__Provided text__.
======
Should I be applying for scholarships now?

Asked by Feta (930points) January 19th, 2014

I thought I had another year because I’m only a junior, but my English teacher told us that we need to start applying for scholarships and applying for college right now or we’ll miss the boat.
I plan to apply to NYU as my sort of “reach” school, but the one I REALLY want to go to. Their application deadlines are like April, but that’s for if I was going to attend college in August/September right?
Early consideration is November, and that’s what I was shooting for.

But I’m concerned about the scholarship thing…I only took the ACT for the first time in December because my parents didn’t understand that I need to take it more than once, including during my Junior year.
======
__What to do__.
1) Print the scholarship post word for word, starting at "I thought I" and stopping after "miss the boat.".
2) In the scholarship post, when did the writer take the ACT for the first time?
======
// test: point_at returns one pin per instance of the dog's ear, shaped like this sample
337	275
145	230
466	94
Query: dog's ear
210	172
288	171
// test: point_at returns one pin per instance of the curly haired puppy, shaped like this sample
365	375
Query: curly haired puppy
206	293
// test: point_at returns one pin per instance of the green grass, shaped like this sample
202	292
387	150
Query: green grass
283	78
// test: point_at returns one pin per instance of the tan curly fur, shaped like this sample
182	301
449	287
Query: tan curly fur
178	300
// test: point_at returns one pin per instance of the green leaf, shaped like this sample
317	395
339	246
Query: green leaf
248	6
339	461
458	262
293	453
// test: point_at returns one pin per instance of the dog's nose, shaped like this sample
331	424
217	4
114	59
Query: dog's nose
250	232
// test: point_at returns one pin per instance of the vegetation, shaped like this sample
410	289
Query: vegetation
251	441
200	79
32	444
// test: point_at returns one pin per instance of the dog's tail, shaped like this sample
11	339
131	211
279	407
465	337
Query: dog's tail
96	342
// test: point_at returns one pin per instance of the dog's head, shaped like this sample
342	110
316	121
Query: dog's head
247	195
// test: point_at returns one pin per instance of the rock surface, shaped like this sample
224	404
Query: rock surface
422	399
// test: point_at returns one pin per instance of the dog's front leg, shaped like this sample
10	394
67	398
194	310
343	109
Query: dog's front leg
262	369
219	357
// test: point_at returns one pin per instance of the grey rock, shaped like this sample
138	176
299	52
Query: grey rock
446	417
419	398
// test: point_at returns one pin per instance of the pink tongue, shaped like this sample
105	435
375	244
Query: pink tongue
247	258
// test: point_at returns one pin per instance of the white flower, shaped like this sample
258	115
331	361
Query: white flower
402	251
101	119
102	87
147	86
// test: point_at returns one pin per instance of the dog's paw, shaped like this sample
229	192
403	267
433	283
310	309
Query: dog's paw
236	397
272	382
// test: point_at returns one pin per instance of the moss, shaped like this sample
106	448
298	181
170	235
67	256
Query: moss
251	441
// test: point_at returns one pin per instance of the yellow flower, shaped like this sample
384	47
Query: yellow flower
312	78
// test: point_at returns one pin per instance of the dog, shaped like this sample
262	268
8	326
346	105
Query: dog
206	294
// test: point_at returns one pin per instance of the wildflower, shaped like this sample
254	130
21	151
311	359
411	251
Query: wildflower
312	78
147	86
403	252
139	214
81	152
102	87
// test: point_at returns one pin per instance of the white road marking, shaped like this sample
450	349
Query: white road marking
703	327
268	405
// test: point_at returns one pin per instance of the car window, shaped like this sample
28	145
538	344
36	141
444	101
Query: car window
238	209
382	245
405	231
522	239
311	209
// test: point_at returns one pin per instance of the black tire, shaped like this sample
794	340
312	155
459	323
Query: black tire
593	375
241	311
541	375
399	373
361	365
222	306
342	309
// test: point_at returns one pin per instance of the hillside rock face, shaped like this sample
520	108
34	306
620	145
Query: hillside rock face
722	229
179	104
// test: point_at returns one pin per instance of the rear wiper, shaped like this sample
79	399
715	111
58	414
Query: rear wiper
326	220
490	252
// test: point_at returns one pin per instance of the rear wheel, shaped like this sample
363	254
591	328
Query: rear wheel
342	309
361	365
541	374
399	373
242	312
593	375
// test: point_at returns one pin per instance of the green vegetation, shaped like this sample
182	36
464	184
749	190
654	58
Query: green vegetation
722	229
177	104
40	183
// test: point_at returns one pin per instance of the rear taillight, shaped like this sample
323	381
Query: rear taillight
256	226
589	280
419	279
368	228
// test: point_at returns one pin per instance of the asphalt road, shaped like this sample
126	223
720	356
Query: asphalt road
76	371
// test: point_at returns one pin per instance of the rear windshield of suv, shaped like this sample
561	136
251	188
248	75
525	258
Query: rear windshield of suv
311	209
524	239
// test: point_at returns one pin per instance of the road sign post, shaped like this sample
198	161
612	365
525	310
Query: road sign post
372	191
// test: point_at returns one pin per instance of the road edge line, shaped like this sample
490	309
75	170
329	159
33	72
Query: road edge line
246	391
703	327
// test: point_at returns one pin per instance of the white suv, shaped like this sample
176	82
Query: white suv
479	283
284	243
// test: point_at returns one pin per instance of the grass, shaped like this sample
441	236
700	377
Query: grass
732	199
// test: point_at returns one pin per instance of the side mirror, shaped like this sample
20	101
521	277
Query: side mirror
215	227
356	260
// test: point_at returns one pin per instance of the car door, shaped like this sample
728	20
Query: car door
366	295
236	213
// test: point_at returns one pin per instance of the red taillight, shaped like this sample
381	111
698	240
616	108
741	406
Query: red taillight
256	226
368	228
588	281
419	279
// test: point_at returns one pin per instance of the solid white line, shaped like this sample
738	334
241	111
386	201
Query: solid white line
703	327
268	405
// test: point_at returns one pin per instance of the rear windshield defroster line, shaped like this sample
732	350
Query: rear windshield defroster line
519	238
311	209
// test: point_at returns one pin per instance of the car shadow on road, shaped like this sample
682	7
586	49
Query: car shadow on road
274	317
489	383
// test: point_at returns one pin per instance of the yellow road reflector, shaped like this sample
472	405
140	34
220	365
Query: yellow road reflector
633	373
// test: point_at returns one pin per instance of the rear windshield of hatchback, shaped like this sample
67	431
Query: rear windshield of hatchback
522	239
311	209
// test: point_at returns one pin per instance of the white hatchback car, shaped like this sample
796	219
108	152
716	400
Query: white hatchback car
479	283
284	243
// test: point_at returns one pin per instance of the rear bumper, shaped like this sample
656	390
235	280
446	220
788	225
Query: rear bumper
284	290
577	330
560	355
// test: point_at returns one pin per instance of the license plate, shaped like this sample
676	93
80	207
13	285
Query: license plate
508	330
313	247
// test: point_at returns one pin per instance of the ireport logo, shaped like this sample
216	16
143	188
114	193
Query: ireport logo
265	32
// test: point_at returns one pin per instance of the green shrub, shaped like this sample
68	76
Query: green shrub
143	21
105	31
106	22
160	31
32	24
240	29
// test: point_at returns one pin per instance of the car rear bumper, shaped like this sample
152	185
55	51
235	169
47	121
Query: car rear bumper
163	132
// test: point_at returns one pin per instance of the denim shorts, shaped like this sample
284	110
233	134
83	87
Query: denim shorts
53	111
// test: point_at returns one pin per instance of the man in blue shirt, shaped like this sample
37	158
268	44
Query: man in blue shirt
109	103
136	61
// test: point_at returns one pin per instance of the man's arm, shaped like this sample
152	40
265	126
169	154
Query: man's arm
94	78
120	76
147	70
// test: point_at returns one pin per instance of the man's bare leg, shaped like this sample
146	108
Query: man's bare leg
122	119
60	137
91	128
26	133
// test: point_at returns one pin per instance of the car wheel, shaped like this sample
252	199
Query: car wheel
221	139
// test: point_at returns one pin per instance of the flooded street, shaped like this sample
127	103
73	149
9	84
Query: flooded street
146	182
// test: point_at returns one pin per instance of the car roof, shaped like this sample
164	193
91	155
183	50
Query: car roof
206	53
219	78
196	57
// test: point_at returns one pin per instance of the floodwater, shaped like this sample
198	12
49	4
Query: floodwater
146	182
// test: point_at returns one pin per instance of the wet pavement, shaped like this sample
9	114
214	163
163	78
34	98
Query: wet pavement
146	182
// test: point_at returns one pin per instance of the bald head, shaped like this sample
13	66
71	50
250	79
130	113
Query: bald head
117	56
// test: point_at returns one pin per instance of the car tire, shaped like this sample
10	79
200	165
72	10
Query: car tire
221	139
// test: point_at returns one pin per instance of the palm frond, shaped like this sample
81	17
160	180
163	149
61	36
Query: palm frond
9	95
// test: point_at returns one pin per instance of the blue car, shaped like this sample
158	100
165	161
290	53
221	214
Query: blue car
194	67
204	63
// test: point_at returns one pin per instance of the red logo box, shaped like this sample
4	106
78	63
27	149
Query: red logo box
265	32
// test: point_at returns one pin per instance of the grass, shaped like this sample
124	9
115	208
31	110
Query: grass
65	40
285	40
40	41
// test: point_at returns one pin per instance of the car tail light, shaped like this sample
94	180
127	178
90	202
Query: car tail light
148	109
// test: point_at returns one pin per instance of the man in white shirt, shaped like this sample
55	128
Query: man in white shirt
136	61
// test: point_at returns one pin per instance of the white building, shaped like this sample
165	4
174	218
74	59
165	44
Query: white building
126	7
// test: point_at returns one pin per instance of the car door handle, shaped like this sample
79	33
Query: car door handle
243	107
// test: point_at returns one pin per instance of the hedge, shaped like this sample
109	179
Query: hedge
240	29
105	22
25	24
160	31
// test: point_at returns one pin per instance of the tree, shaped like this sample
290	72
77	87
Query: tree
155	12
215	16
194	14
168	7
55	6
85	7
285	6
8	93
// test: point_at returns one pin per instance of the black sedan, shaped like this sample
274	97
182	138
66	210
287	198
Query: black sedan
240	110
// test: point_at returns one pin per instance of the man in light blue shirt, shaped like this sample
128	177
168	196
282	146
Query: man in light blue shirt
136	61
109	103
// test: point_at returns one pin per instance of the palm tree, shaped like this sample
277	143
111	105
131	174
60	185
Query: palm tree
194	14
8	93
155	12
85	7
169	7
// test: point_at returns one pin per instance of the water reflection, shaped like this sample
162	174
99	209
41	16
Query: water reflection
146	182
======
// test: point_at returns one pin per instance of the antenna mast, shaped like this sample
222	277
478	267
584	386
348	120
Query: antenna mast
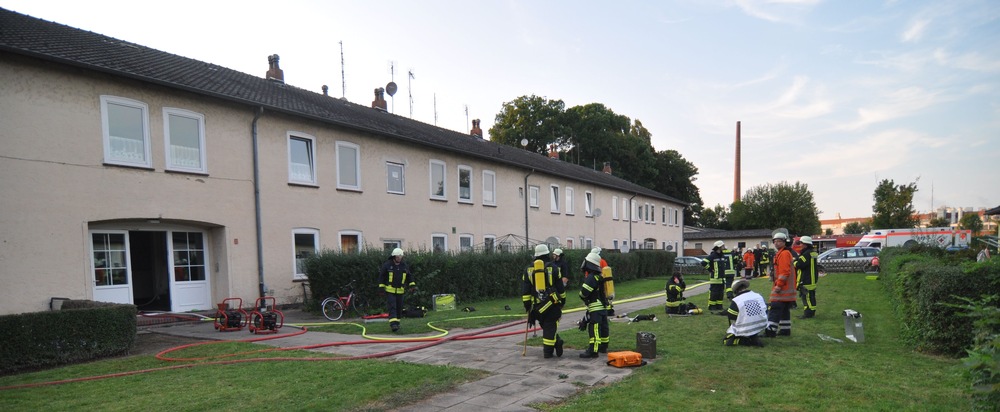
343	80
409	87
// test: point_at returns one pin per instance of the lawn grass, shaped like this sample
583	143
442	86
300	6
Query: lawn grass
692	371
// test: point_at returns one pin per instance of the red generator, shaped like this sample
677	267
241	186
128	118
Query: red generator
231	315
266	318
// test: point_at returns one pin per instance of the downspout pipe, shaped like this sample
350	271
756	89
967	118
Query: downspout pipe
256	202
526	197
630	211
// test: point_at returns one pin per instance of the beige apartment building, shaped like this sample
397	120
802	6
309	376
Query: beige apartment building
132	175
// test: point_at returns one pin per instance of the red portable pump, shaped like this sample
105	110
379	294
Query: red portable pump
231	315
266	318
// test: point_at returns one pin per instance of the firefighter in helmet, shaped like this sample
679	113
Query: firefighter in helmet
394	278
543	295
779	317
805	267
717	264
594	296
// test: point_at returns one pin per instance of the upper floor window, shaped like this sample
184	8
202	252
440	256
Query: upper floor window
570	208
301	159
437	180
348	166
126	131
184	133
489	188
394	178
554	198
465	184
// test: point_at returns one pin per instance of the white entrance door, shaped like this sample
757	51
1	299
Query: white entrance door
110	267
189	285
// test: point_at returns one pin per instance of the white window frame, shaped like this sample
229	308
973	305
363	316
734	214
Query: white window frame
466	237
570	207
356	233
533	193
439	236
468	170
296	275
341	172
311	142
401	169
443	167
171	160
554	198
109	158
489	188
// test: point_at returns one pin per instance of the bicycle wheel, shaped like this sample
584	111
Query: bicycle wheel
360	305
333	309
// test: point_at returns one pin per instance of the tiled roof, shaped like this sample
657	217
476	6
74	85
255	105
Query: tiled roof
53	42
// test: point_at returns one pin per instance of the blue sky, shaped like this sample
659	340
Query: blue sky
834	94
======
__Responses to the exercise__.
1)
I thought I had another year because I’m only a junior, but my English teacher told us that we need to start applying for scholarships and applying for college right now or we’ll miss the boat.

2) In December.